**Exercise instructions**
Reproduce the passage on market timing below word for word, in full.

**Text shown**
● ● ● ● ●
I do not see it that way. I would say that market timing is the most important stock investing topic. To understand the ins and outs of market timing is to understand 65 percent of what you need to know to become an effective stock investor.

Confusion About Market Timing

The confusion stems from the fact that most people think of the foolish form of market timing (short-term timing) as being what market timing is all about. Short-term timing really doesn’t work. Short-term timing is a guessing game. Short-term timing is the approach to timing that critics of the concept point to when seeking to make the entire concept look bad.

For short-term timing to work, you would have to be able to guess right both as to when stock prices were going to turn in one direction and then also when they were going to turn in the other direction. That’s not much to go by in making those guesses since it is primarily investor emotions that cause price changes. So guessing right is difficult.

The magic behind the more important form of market timing (long-term timing) is that the same reality that causes short-term timing always to fail also causes long-term timing to always succeed. Stock price changes are determined by shifts in investor emotion.

That makes stock price changes unpredictable, But stock prices can be removed from the economic realities for only so long. Sooner or later, prices have to reflect the economic realities. So the distance that prices travel from the economic realities tells you a great deal about how stocks will be performing in the long run.

Unlike short-term timing, long-term timing (changing your stock allocation in response to valuation shifts with the aim of keeping your risk profile constant over time) always works. That alone is of course a big deal. It means that investors who are open to market timing can obtain higher returns while taking on less risk.

That shouldn’t even be possible, according to the Buy-and-Hold view of the world. The return that an investor obtains is presumed to be a reward for his willingness to take on risk. In reality, returns can be obtained by being able to see through the irrationality that dominates the market during bull markets.

That’s only the first link in the logic chain. More thinking about market timing leads to more thinking about market timing.
● ● ● ● ●
**Provided information**
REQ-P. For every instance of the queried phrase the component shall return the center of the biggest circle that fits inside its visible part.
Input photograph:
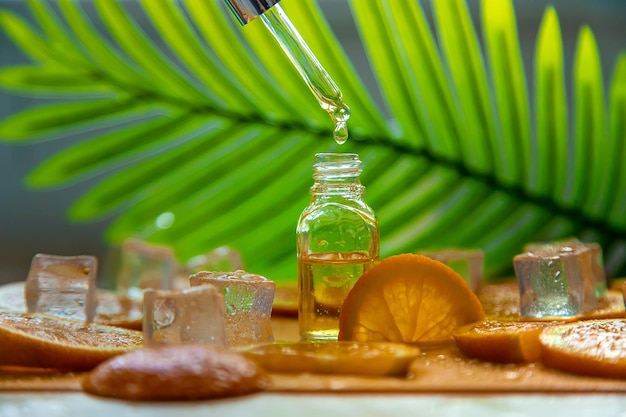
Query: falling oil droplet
(340, 114)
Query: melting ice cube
(555, 281)
(192, 315)
(62, 286)
(248, 300)
(595, 259)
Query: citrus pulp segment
(504, 341)
(33, 340)
(590, 347)
(408, 298)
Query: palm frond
(186, 115)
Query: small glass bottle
(337, 241)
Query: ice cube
(248, 299)
(192, 315)
(555, 281)
(595, 258)
(145, 265)
(469, 263)
(223, 258)
(62, 286)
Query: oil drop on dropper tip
(319, 82)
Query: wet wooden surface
(437, 370)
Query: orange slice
(408, 298)
(372, 359)
(41, 341)
(610, 306)
(592, 347)
(504, 341)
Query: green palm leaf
(204, 134)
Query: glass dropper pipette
(317, 79)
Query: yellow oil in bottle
(325, 279)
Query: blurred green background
(36, 221)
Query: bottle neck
(337, 174)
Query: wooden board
(440, 370)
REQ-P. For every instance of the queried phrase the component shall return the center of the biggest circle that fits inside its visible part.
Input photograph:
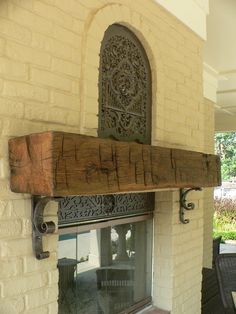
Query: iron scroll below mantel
(184, 205)
(40, 227)
(76, 210)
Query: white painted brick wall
(49, 59)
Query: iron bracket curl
(40, 227)
(184, 205)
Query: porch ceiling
(220, 52)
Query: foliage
(225, 147)
(224, 221)
(226, 235)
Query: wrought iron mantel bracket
(40, 227)
(184, 205)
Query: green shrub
(225, 215)
(226, 235)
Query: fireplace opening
(105, 267)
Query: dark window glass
(105, 270)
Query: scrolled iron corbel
(40, 227)
(184, 205)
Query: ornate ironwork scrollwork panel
(124, 87)
(84, 208)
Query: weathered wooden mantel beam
(62, 164)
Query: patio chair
(226, 274)
(211, 298)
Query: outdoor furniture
(211, 298)
(226, 274)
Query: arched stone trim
(106, 16)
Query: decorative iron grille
(86, 208)
(124, 114)
(124, 87)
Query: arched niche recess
(125, 87)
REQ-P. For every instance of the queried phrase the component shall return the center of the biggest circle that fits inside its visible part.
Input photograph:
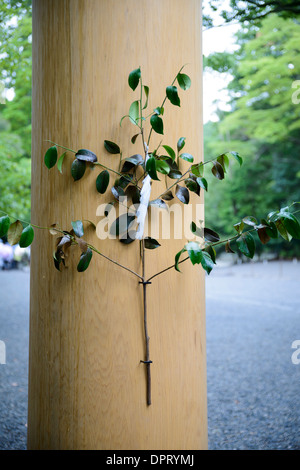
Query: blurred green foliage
(263, 126)
(15, 115)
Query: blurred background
(251, 76)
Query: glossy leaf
(146, 90)
(134, 112)
(151, 168)
(162, 167)
(111, 147)
(211, 235)
(27, 237)
(218, 170)
(172, 95)
(181, 143)
(184, 81)
(86, 156)
(187, 157)
(192, 185)
(196, 230)
(202, 183)
(197, 169)
(250, 220)
(60, 162)
(4, 225)
(102, 182)
(237, 157)
(133, 139)
(246, 244)
(151, 243)
(228, 248)
(175, 174)
(168, 196)
(170, 152)
(134, 78)
(85, 260)
(157, 124)
(263, 235)
(182, 194)
(14, 233)
(51, 157)
(78, 228)
(78, 169)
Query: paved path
(253, 317)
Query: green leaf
(197, 169)
(78, 169)
(187, 157)
(4, 225)
(211, 235)
(85, 260)
(151, 168)
(60, 162)
(134, 78)
(111, 147)
(170, 152)
(151, 243)
(168, 196)
(134, 112)
(146, 90)
(14, 233)
(237, 157)
(224, 161)
(239, 227)
(192, 185)
(51, 157)
(202, 183)
(86, 156)
(162, 167)
(78, 228)
(207, 262)
(172, 95)
(27, 237)
(250, 220)
(175, 174)
(194, 252)
(282, 230)
(218, 170)
(246, 244)
(177, 257)
(184, 81)
(182, 194)
(181, 143)
(102, 182)
(157, 124)
(263, 235)
(159, 110)
(196, 230)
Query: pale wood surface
(87, 388)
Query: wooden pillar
(87, 387)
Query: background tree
(262, 125)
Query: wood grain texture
(87, 388)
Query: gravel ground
(253, 317)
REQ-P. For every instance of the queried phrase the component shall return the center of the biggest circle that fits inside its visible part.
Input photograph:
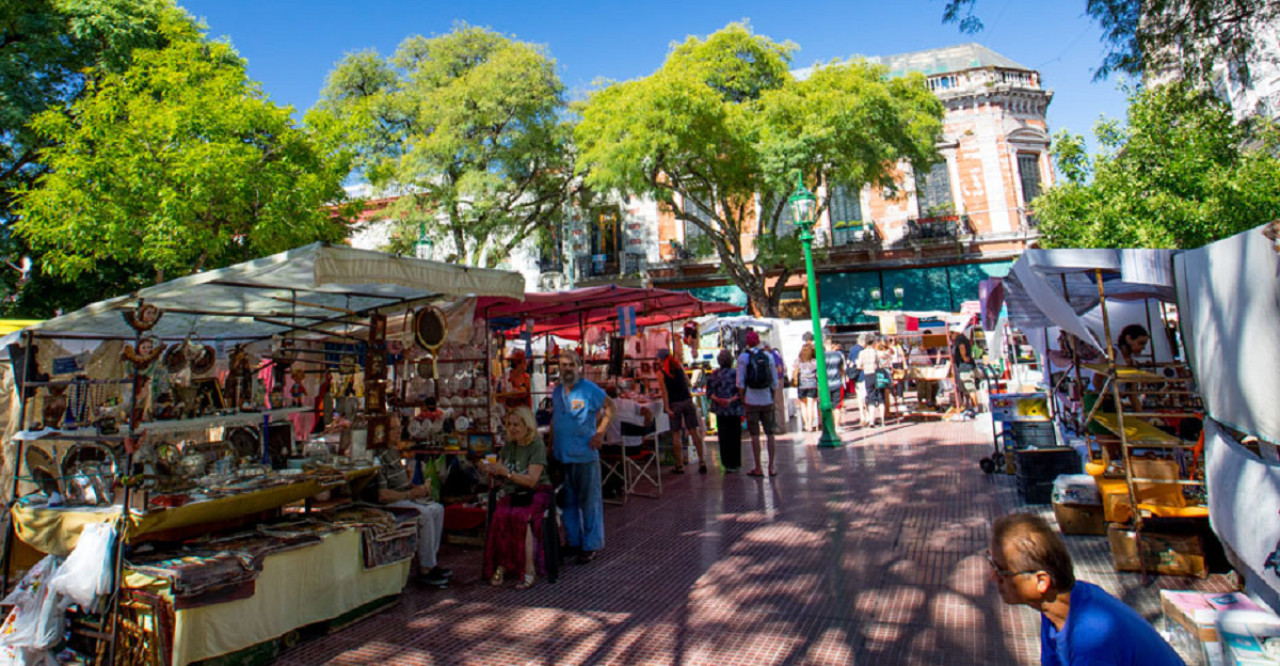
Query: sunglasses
(1005, 573)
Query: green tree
(1146, 36)
(50, 50)
(174, 165)
(467, 128)
(725, 127)
(1180, 173)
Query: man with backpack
(757, 382)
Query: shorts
(758, 414)
(684, 415)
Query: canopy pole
(17, 457)
(1075, 359)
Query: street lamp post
(803, 208)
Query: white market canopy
(251, 300)
(1052, 288)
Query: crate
(1169, 552)
(1023, 434)
(1046, 464)
(1036, 492)
(1080, 519)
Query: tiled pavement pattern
(869, 553)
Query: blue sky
(291, 45)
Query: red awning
(567, 313)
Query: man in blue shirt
(1080, 624)
(580, 418)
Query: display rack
(1171, 386)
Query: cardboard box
(1197, 611)
(1080, 519)
(1175, 555)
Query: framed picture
(480, 443)
(375, 396)
(378, 432)
(209, 395)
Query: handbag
(521, 498)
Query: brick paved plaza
(871, 553)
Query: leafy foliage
● ● ● ● ●
**Correct result**
I do not see it that way. I would say that market timing is the most important stock investing topic. To understand the ins and outs of market timing is to understand 65 percent of what you need to know to become an effective stock investor.

Confusion About Market Timing

The confusion stems from the fact that most people think of the foolish form of market timing (short-term timing) as being what market timing is all about. Short-term timing really doesn’t work. Short-term timing is a guessing game. Short-term timing is the approach to timing that critics of the concept point to when seeking to make the entire concept look bad.

For short-term timing to work, you would have to be able to guess right both as to when stock prices were going to turn in one direction and then also when they were going to turn in the other direction. That’s not much to go by in making those guesses since it is primarily investor emotions that cause price changes. So guessing right is difficult.

The magic behind the more important form of market timing (long-term timing) is that the same reality that causes short-term timing always to fail also causes long-term timing to always succeed. Stock price changes are determined by shifts in investor emotion.

That makes stock price changes unpredictable, But stock prices can be removed from the economic realities for only so long. Sooner or later, prices have to reflect the economic realities. So the distance that prices travel from the economic realities tells you a great deal about how stocks will be performing in the long run.

Unlike short-term timing, long-term timing (changing your stock allocation in response to valuation shifts with the aim of keeping your risk profile constant over time) always works. That alone is of course a big deal. It means that investors who are open to market timing can obtain higher returns while taking on less risk.

That shouldn’t even be possible, according to the Buy-and-Hold view of the world. The return that an investor obtains is presumed to be a reward for his willingness to take on risk. In reality, returns can be obtained by being able to see through the irrationality that dominates the market during bull markets.

That’s only the first link in the logic chain. More thinking about market timing leads to more thinking about market timing.